Could you write out the stretch of the listing below, from the line containing "Tag man in blue shirt in the picture above." through the line containing "112 32 133 97", requests included, and add 21 to every bounding-box coordinate? Leave the numbers in the requests and their format samples unchanged.

● **Data extract**:
+++++

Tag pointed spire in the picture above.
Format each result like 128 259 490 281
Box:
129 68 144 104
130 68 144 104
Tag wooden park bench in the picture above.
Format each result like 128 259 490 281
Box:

+++++

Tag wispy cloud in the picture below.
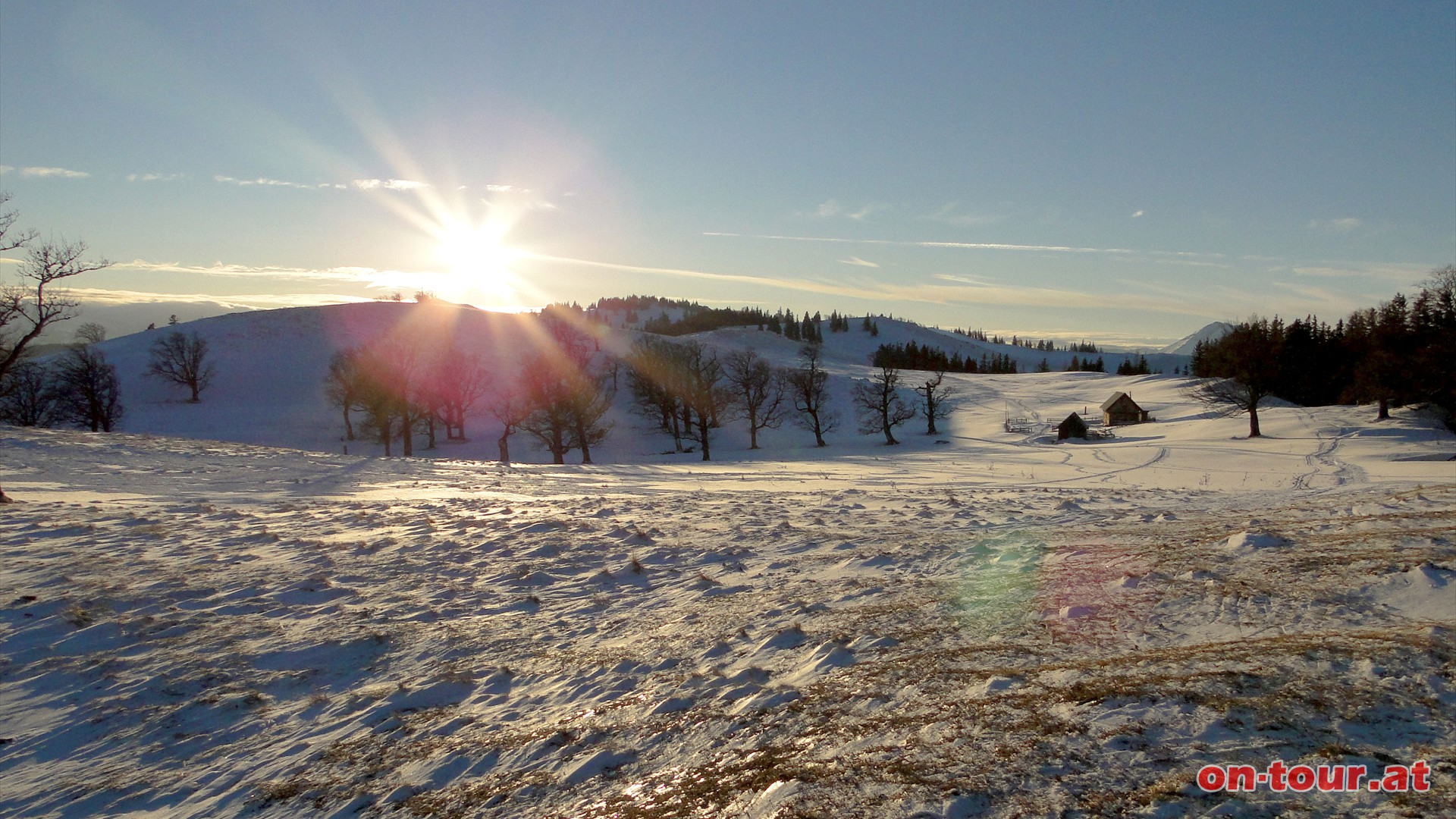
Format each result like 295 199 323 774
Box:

+++++

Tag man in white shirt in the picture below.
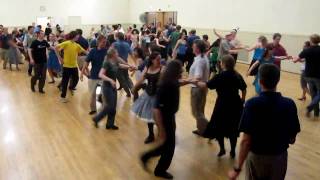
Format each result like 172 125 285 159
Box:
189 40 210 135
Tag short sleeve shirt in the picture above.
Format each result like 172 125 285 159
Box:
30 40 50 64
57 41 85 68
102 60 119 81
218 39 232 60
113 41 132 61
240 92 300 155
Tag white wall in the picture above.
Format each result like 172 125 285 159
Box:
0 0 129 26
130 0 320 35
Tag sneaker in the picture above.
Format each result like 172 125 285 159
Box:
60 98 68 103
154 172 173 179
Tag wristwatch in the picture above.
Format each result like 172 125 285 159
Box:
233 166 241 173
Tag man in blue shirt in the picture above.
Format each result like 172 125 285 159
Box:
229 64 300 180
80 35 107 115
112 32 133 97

+++++

● **Task output**:
Tag man in blue shirt in the picture above.
Format each result like 172 125 285 159
Box:
250 85 321 201
101 56 128 136
133 53 154 118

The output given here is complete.